Wie kommen westliche Waffen in die Ukraine?

Robert Mudge
2. März 2022

In einem beispiellosen Schritt finanziert die Europäische Union Waffen für die Ukraine. Auch andere westliche Länder haben sich zu Waffenlieferungen verpflichtet. Aber wie gelangen sie ins Kriegsgebiet - und wie schnell?

Deutschland | Bundeswehroldaten mit Panzerfaust
Der Westen erhöht seine Waffenlieferungen, steht jedoch vor logistischen ProblemenBild: Philipp Schulze/dpa/picture alliance

Die Europäische Union hat 450 Millionen Euro als direkte Militärhilfe an die Ukraine freigegeben: für Luftabwehrsysteme, Panzerfäuste, Munition und andere militärische Ausrüstung. Weitere 50 Millionen Euro sind für andere Dinge wie Treibstoff und Schutzausrüstung vorgesehen.

Normalerweise erlauben es die EU-Verträge nicht, das normale Budget der Union für militärische Zwecke einzusetzen. Für die Unterstützung der Ukraine aktivierte die EU jedoch die sogenannte "Europäische Friedensfazilität": Vor einem Jahr hatte der EU-Rat für den Zeitraum von 2021 bis 2027 einen Sonderfonds beschlossen, aus dem bis zu fünf Milliarden Euro eingesetzt werden können, um die internationale Sicherheit zu stärken und Konflikte zu verhüten.

- - -

§ **Kurzaufgabe 1**:
Welchen Betrag hat die Europäische Union laut dem Artikel über westliche Waffenlieferungen als direkte Militärhilfe an die Ukraine freigegeben?
§ **Kurzaufgabe 2**:
Gib aus dem Artikel über westliche Waffenlieferungen den Abschnitt von „Robert Mudge“ bis einschließlich „und wie schnell?“ wortgetreu wieder.

[Beispiele zur Maskenbeschriftung]

- - -

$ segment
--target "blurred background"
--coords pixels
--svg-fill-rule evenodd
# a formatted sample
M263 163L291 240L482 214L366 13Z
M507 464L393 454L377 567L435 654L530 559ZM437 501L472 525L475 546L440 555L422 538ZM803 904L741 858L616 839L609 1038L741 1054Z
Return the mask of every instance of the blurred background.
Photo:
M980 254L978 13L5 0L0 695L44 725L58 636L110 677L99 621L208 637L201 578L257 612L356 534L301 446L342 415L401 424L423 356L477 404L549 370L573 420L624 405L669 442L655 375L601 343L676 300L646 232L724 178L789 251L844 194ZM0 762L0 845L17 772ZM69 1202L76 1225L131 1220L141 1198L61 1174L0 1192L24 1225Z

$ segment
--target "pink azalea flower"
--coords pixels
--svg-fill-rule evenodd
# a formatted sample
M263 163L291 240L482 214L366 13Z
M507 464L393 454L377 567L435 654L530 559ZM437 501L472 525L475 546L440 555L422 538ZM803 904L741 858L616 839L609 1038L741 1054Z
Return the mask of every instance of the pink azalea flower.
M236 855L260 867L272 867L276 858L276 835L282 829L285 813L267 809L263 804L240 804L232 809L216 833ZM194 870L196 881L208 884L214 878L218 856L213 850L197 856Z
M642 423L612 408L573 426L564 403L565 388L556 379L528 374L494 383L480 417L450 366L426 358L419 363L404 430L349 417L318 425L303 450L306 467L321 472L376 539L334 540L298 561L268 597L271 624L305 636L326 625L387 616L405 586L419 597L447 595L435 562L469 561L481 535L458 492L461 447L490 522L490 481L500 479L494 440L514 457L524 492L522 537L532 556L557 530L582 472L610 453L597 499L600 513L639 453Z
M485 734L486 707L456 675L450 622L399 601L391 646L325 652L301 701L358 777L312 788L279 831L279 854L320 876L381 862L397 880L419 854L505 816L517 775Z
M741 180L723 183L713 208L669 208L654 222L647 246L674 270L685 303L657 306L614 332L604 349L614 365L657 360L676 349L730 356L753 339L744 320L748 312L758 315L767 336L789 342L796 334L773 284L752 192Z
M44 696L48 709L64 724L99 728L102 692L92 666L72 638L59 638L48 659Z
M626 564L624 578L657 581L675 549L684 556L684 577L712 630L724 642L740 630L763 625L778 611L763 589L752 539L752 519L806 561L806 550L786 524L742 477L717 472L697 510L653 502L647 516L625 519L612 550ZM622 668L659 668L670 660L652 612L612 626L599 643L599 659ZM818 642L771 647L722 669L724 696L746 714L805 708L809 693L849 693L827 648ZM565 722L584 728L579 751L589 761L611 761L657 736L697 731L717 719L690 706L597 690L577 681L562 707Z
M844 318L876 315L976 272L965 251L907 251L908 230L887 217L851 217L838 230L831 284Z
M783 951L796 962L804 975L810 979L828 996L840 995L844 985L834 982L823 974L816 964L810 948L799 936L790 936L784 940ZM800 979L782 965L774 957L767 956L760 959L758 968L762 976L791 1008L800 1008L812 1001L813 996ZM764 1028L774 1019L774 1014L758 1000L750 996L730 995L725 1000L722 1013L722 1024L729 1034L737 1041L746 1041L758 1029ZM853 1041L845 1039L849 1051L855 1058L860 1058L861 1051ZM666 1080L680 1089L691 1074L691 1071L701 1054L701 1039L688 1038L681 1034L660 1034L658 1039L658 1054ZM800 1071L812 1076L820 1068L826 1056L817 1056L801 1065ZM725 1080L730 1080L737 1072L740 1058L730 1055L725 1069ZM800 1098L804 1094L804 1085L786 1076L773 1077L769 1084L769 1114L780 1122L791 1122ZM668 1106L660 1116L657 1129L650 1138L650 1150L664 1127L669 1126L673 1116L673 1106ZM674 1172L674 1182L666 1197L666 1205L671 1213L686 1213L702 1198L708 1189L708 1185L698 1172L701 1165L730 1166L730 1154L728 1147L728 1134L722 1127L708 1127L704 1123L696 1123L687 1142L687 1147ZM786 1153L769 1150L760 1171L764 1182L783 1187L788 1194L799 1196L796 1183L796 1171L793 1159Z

- - -

§ **Lösung 1**:
450 Millionen Euro

§ **Lösung 2**:
Robert Mudge
2. März 2022

In einem beispiellosen Schritt finanziert die Europäische Union Waffen für die Ukraine. Auch andere westliche Länder haben sich zu Waffenlieferungen verpflichtet. Aber wie gelangen sie ins Kriegsgebiet - und wie schnell?